Extracted data entries
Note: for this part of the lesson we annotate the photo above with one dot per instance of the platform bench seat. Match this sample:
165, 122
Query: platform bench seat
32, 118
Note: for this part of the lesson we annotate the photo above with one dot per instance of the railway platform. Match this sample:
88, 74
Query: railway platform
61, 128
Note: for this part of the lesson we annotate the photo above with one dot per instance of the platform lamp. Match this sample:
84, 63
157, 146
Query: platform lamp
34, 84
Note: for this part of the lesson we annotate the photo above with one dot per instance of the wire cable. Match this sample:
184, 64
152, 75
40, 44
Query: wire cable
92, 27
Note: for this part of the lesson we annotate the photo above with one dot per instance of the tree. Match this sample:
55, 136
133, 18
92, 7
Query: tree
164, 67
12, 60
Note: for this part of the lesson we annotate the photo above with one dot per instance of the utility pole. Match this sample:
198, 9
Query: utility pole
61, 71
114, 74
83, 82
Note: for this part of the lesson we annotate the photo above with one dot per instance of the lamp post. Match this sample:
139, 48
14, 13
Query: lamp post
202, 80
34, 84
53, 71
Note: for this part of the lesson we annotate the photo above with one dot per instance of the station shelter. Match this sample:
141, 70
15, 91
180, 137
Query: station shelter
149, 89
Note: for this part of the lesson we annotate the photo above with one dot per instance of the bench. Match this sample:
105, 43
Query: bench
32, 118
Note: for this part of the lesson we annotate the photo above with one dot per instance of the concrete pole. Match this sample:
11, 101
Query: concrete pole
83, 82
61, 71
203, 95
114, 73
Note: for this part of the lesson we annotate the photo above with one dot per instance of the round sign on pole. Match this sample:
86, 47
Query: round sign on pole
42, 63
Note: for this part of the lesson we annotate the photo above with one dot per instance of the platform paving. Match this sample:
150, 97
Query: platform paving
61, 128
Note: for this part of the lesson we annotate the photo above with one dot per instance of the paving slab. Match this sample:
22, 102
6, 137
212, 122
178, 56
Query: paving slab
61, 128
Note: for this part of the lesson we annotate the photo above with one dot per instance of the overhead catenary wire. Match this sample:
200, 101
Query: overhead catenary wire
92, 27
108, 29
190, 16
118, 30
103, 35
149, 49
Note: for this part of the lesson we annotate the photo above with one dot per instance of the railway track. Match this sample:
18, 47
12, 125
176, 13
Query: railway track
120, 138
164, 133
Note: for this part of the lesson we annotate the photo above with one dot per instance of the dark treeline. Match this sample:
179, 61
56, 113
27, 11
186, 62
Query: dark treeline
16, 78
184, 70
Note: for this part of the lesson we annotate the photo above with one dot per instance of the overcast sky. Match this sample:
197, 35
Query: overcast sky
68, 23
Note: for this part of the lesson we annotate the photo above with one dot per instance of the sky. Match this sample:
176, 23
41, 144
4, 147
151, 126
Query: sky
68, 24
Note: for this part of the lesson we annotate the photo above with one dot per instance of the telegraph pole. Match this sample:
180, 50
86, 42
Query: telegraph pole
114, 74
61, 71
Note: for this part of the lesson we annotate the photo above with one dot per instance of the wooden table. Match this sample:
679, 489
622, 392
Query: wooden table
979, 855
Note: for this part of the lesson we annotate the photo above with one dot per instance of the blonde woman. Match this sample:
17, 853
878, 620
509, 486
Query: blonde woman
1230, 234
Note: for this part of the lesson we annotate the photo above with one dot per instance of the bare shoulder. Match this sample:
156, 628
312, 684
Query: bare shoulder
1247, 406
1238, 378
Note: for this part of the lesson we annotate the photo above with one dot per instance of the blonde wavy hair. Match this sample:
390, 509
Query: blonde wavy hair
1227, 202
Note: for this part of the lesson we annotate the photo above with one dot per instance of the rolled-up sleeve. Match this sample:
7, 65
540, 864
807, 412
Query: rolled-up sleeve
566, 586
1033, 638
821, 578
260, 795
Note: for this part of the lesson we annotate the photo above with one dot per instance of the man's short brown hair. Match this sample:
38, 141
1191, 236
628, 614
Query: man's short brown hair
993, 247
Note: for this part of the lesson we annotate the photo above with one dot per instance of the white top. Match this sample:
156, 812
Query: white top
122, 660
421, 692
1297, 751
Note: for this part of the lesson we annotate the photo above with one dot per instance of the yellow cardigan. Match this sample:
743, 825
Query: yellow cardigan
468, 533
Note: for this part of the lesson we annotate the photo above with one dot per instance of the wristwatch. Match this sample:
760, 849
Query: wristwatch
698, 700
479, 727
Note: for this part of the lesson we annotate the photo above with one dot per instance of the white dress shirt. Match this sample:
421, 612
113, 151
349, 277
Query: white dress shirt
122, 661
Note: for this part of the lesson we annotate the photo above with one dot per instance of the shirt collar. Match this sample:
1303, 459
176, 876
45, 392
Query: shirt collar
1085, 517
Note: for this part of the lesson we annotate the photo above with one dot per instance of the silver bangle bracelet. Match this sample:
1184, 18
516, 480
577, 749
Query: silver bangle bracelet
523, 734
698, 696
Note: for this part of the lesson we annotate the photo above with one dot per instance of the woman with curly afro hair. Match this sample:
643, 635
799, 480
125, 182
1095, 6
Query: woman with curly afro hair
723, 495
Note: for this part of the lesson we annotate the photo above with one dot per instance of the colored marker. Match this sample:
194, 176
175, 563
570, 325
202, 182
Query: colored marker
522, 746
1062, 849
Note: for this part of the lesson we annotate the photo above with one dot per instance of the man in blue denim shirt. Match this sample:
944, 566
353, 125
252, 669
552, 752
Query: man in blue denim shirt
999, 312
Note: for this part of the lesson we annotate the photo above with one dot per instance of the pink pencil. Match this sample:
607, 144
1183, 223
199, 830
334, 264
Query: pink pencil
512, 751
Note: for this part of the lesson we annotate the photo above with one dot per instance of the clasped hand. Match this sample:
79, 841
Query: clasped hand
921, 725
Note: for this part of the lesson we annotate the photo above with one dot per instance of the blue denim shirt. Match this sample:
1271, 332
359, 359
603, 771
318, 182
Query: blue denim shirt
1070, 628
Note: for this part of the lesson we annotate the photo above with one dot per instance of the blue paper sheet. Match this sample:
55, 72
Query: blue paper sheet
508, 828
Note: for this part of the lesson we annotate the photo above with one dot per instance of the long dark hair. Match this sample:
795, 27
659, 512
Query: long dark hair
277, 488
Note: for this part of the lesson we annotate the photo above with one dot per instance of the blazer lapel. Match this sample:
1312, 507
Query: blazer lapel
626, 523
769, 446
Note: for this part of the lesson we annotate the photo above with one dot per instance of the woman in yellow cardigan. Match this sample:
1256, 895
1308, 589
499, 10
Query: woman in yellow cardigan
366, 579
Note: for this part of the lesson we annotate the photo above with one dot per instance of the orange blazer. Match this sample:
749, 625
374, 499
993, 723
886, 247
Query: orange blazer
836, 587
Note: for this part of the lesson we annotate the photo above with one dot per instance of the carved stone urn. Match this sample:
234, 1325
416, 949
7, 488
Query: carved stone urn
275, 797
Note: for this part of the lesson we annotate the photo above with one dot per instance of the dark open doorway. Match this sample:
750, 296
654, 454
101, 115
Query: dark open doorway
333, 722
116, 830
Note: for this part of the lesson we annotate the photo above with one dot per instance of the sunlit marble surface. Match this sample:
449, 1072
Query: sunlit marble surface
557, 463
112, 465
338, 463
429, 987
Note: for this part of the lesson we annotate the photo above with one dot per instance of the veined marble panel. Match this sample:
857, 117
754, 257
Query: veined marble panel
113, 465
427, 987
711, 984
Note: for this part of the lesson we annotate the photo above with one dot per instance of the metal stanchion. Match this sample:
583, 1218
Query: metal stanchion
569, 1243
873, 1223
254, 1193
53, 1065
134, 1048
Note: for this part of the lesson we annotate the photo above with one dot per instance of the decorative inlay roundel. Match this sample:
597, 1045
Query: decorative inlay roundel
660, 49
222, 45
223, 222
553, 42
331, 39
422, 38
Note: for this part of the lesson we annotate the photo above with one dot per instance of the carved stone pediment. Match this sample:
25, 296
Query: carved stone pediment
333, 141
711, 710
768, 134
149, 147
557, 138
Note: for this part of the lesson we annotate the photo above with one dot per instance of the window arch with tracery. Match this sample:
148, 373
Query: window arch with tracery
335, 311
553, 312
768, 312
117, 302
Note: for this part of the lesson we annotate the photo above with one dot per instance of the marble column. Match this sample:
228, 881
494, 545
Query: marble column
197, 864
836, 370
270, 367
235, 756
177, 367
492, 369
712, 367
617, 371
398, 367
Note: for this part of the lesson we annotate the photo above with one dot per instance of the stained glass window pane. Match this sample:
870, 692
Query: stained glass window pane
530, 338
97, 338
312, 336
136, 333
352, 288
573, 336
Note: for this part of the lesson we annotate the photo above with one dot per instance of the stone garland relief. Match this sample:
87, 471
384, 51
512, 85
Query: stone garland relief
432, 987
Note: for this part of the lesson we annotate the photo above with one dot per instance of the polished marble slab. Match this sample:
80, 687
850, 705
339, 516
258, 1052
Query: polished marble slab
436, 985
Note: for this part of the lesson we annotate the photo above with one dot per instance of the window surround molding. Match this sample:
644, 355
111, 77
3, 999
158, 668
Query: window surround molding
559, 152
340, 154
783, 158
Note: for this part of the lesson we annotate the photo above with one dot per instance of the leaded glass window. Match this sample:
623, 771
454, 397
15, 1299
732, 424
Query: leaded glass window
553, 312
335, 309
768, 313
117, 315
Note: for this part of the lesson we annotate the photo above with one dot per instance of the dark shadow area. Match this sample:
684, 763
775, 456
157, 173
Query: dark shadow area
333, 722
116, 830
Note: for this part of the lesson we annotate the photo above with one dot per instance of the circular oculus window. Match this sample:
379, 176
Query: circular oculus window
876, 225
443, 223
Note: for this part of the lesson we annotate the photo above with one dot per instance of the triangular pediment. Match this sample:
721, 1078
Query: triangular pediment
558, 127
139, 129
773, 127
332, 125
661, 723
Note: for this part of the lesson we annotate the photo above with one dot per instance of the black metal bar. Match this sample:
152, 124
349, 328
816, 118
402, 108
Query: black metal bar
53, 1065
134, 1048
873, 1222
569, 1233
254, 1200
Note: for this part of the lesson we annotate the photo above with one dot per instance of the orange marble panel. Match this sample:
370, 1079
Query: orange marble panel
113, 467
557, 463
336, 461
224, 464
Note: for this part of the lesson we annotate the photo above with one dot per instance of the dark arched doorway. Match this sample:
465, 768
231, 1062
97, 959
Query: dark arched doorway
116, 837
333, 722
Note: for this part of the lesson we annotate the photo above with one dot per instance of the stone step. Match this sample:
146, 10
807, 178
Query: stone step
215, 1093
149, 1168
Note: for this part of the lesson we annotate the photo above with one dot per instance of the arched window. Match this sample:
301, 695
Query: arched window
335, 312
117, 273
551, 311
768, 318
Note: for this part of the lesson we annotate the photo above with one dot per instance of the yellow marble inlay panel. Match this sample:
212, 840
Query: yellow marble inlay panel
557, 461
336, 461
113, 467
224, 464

Work to do:
Beginning at the line that holds "of the circular", reproduce each line of the records above down to and including the last one.

Result:
Note: for this part of the lesson we annotate the photo above with one dot per instance of the circular oculus window. Match this sample:
379, 176
Query: circular oculus window
876, 225
443, 223
Note: for this part of the lesson we annotate the photo above with one dot per instance of the triangular pediment. Match this sample:
721, 1078
Query: triangular pediment
558, 127
139, 129
773, 127
332, 125
661, 723
Note: for this part of the lesson we annotate the photo above with one dot per instance of the black metal bar. Match this sample:
152, 124
349, 328
816, 118
402, 108
Query: black metal bar
53, 1065
134, 1048
873, 1222
569, 1233
254, 1200
Note: for this part of the lesson we annotate the photo above with one dot per instance of the orange marble panel. Match this sample:
370, 1079
Query: orange marble panel
113, 467
557, 463
336, 461
224, 464
Note: for this part of the lesson we annotate the photo above with one dot per instance of the dark arched doorway. Match this sample:
465, 768
231, 1062
97, 959
Query: dark arched doorway
116, 837
333, 722
Note: for this part of the lesson we annotate the photo above with one dot per instance of the stone step. Match this sample:
146, 10
807, 178
Query: stone step
215, 1093
149, 1168
Note: for this part of the lesson we annotate the photo above with one dot per instance of the arched window. Match this sample:
301, 695
Query: arched window
335, 312
117, 273
551, 311
768, 318
Note: for this part of the lesson we annotate the photo above with one dot per instance of the yellow marble inlay panel. Match this sample:
212, 840
Query: yellow marble inlay panel
557, 461
336, 461
113, 467
224, 464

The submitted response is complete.